— start of GIVEN INFORMATION —

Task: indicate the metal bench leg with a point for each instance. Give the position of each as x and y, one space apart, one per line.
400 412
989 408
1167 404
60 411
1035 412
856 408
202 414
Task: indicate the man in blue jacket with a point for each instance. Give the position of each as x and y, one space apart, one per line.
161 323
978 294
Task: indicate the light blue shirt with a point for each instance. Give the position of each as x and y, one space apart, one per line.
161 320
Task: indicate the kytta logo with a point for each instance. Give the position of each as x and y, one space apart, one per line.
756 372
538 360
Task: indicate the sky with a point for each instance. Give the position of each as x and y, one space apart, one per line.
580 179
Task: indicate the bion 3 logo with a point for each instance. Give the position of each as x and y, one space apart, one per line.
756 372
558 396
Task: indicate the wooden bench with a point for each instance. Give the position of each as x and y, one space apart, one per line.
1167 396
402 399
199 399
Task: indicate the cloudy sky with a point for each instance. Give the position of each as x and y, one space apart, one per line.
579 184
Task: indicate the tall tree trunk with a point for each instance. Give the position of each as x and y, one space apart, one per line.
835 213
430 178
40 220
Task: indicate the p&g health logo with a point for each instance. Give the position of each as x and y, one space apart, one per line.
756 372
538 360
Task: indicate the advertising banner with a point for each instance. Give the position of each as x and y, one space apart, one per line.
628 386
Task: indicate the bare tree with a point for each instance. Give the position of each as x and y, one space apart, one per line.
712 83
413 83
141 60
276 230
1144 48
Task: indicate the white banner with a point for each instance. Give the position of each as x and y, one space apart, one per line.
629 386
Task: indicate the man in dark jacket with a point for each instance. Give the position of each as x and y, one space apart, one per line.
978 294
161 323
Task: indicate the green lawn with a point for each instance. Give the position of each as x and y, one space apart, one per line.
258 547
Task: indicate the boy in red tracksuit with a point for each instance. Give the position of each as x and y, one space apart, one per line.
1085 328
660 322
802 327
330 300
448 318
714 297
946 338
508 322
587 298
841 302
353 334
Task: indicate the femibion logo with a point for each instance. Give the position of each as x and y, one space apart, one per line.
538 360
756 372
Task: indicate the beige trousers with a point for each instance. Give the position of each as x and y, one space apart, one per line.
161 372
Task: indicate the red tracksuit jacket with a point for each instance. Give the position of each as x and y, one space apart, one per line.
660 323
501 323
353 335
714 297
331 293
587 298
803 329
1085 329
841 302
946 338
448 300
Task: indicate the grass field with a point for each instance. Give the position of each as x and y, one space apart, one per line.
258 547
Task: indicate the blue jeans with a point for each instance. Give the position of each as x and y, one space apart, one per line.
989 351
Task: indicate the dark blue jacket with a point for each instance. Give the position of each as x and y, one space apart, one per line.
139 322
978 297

— end of GIVEN INFORMATION —

■ **EXERCISE DETAILS**:
Copy out all of the data exactly, leaving nothing out.

■ **TASK RESULT**:
Task: indicate the metal bench leg with a point for each instance. Give the position of each as x and y, one space apart, one per line.
400 412
989 408
1167 404
60 411
1035 412
856 408
202 414
Task: indicate the man in blue jacket with a point for each instance. Give the position of each as x and y, one space apart, one per line.
161 323
978 294
Task: indicate the light blue shirt with a point for each instance. Give the position of each as x and y, one space apart, one per line.
161 320
Task: indicate the kytta logo with a point for each instance. Give the position of each as x and y, one space apart, one per line.
756 372
538 360
Task: indicate the sky with a point for each instance. Give the position of each as x and y, one space apart, one per line.
580 179
Task: indicate the bion 3 logo with a point for each instance. Give the position of each as x and y, one space apart, one per line.
756 372
558 396
Task: indicate the wooden bench with a point for each instance. Give the position of each as x and y, one space apart, one per line.
1167 396
402 399
199 399
Task: indicate the cloudy sky with a point for each instance. Give the position of each as x and y, one space apart, one per line.
579 184
Task: indicate the tall tree trunk with a point for each instance. Give the position of each as x and y, one space apart, one per line.
835 213
430 178
40 220
Task: indicate the p&g health logo with a point for each instance. Give the position of each as x and y, one space apart, one per line.
756 372
538 360
Task: indicate the advertising banner with a point for each instance. Give the position of each as x and y, one space apart, one per line.
628 386
Task: indicate the bare tree with a point for each instance. Give the position of each as x and y, one space apart, one per line.
712 83
413 83
141 60
276 230
1144 48
Task: indicate the white banner with a point for each instance. Give the position of each as x and y, one space apart, one per line.
629 386
Task: indicate the man in dark jacket with a point for each instance. Give the position of each as x and y, one space apart, one per line.
978 294
161 323
Task: indicate the green lawn with a point for each instance. Give the position of each as x and y, one space apart, one per line.
258 547
Task: indicate the boy in red tracksuit with a point for each instance. Give the position of each as x and y, one space apart, one per line.
1085 328
660 322
802 327
330 300
448 318
714 297
946 338
508 322
587 298
841 302
353 334
Task: indicate the femibion logo with a point for each instance. Give the position of each as x and y, one space apart, one per line.
538 360
756 372
Task: indicate the beige trousers with a point for each instance. Give the position of each as x and y, one space apart, one per line.
161 372
Task: indicate the red tracksuit jacket with a point for each instance. Give the position of each as x and y, one space apart, one per line.
660 323
501 323
353 335
714 297
331 293
587 298
803 329
1085 329
841 302
946 338
448 300
Task: indicate the grass field with a point for each instance. Give the position of each as x and y, one space apart, one per line.
258 547
Task: indicate the blue jeans with a point for each instance. Give the position of each as x and y, one space apart, one per line.
989 351
Task: indicate the dark blue jacket with a point for each instance. Give the position of each as x and y, one space apart, one per line.
139 322
978 297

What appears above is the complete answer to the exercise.